◆ **PASSAGE PROVIDED**:
The Monastery is a old, rude stone building, some 500
years old, here
in the high mountains, surrounded by the crytal spires
of the
Himalaya, shimmering pearl in the sun. It now used
only
intermittently, on the full moon and other special
occasions. There
is a village of lodge that has grown up around it, a
tourist village
that is starved for life. "Less tourist, this year,"
everybody
says.

I met a charming couple of Australian doctors, great
company, and
together we conquered Kyanjin Ri, what WE called a
mountain, and here
it is known as a "Hill".

So, after a journey of almost two weeks up, we left
Kyanjin Village,
and tumbled down the valley, rumbling like the River
we followed,
fumbling down through the jungle, and then finally
crumbling into a
bed in Shayfru Besi, at the end of the trail,
returning from the
snows to the roads in one day, and my legs hurt for
two.

Now i'm in Pokhara via Kathmandu, did some business in
the city then
back up into the mountains, and i leave tomorrow to
head up to
Muktinath, and then to Marpha.

more later...

"Jahun Bistarai" (take it easy)

mark

To the Edge of Tibet

In the afternoon of the last day of February, the day
of the full
moon, we walked north from Briddim, a party of eight.
Kamal, Pema
Lama (miith-juu), Dorche Lama, myself, and then four
young men, one
of whom was going to Timure, the next village, to ask
for a woman's
hand in marriage.

We walked down out of the village into the jungle,
past a cascading
river, and up to the next chowk, set on the opposite
shoulder of the
mountain overlooking the village.

There are chowks set along trail in various places,
landmarks to mark
one's progress. They are usually marked by flapping
prayer flags,
and there are stone walls built by the side of the
trail, just high
enough for a weary porter to set down his burden, to
give his head
and feet a rest. This particular chowk is marked by
two stupas, one
rust-red, and the other gleaming white in the sun.

We sit for a while, and Dorche Lama is talking the
whole time,
chattering away in Tibetan language, gesticulating
with his hands,
entertaining our party. The men pass around a dirty
yellow plastic
bottle, each taking a couple of gulps of the clear
liquid. They pass
it to me, and i decline, thinking it is water (i have
my own water
bottle, with iodine), but they thrust it upon me,
saying "Khane!", so
i shrug my shoulders, and take a belt. The bottle
contains the local
rice wine, called rakshi (pronounced like "roxy" with
a bit of a
drunken twist). It's strong stuff, more like liquor
than wine,
strong enough to make the walking and talking flow a
little easier.

◆ **REQUESTS**:
1. In the Nepal trekking letter, how many people were in the party that walked north from Briddim?
2. Reproduce the Nepal trekking letter starting at the words "Now i'm in Pokhara" and ending after the words "(take it easy)".
3. Resume the Nepal trekking letter after its last sentence.

◆ **DATA EXTRACT**:
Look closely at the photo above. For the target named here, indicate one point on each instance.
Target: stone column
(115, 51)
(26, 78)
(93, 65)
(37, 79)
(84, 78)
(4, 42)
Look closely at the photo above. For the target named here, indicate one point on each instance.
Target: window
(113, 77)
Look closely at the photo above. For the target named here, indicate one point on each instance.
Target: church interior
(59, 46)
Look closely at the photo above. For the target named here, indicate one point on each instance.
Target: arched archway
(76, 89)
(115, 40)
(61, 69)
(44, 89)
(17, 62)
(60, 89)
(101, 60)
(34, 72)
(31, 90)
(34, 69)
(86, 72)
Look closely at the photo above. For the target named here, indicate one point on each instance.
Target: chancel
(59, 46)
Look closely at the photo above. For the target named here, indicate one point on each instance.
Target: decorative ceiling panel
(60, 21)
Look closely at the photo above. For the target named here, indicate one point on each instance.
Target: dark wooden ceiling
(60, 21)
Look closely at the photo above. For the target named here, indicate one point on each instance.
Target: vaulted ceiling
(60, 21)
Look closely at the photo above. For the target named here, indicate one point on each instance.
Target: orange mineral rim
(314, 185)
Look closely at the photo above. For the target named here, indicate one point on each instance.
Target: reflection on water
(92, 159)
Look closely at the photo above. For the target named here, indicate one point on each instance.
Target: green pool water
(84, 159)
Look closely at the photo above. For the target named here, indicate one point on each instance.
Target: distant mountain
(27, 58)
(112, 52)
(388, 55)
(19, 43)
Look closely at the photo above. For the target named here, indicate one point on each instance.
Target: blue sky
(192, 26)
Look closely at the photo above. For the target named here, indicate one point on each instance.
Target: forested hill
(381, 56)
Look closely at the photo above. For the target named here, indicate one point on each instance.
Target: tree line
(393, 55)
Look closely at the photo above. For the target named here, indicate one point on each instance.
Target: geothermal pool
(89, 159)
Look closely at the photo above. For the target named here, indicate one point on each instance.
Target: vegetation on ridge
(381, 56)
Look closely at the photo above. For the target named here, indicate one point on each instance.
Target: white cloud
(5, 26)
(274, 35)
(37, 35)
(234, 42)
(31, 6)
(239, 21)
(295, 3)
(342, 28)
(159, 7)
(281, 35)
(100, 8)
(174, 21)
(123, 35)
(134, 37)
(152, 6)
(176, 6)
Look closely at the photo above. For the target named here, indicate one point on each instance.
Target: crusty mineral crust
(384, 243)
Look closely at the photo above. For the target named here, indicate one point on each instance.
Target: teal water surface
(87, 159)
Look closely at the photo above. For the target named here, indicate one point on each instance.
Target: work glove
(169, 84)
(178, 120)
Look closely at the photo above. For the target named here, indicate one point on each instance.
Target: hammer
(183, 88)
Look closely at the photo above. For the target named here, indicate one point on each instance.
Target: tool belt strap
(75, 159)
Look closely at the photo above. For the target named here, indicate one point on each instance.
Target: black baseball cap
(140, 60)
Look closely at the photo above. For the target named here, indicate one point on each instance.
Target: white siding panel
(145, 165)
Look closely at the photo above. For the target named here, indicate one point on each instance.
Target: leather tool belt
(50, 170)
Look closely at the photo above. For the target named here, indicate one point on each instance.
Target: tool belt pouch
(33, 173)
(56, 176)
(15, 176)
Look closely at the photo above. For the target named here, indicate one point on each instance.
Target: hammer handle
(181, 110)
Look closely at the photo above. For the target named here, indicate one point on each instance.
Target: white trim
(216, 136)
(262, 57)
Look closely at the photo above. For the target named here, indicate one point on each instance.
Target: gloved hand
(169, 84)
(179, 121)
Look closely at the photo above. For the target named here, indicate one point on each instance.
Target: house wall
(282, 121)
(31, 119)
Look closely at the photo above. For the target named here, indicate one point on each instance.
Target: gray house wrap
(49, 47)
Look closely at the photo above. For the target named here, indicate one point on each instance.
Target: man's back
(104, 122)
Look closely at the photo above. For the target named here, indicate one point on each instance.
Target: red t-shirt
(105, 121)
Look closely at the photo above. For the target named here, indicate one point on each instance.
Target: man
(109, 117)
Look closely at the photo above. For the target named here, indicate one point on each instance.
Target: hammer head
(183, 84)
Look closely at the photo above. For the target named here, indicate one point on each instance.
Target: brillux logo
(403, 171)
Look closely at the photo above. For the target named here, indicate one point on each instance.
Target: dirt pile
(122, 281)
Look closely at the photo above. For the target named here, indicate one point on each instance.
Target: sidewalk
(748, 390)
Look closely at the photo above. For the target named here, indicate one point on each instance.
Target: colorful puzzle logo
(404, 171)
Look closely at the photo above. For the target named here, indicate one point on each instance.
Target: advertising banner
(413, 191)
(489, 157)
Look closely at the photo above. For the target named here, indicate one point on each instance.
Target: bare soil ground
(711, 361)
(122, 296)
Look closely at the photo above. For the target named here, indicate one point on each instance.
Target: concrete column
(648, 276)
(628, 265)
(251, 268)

◆ **ANSWERS TO THE PROBLEMS**:
1. Eight.

2.
Now i'm in Pokhara via Kathmandu, did some business in
the city then
back up into the mountains, and i leave tomorrow to
head up to
Muktinath, and then to Marpha.

more later...

"Jahun Bistarai" (take it easy)

3.
They have a saying in the mountains, "Bistarai Jahun,"
or "Slowly-we
go." And so we went, taking it easy, walking and
talking, for a few
hours, stopping every now and again for a rest and
another belt off
the bottle.

Timure is another small Tibetan village, just 1/2
hour's walk from
the Nepal/China border, and as a result of this
proximity to the
communist country, it is a restricted area, and we had
been warned by
a Canadian traveler that we would get some trouble
from the police.
So we prepared ourselves.

As the sun fell behind the mountains, we arrived at
the edge of
Timure, and the men stopped to fill up the ceremonial
wooden carafes,
two with rakshi, one with cyang (fermented rice beer),
and then the
hopeful wedding party, decked with liquor and Khadars,
walked up
between the stone walls of the village, and Kamal and
i were left
behind to wrangle with the police.



to be cont'd....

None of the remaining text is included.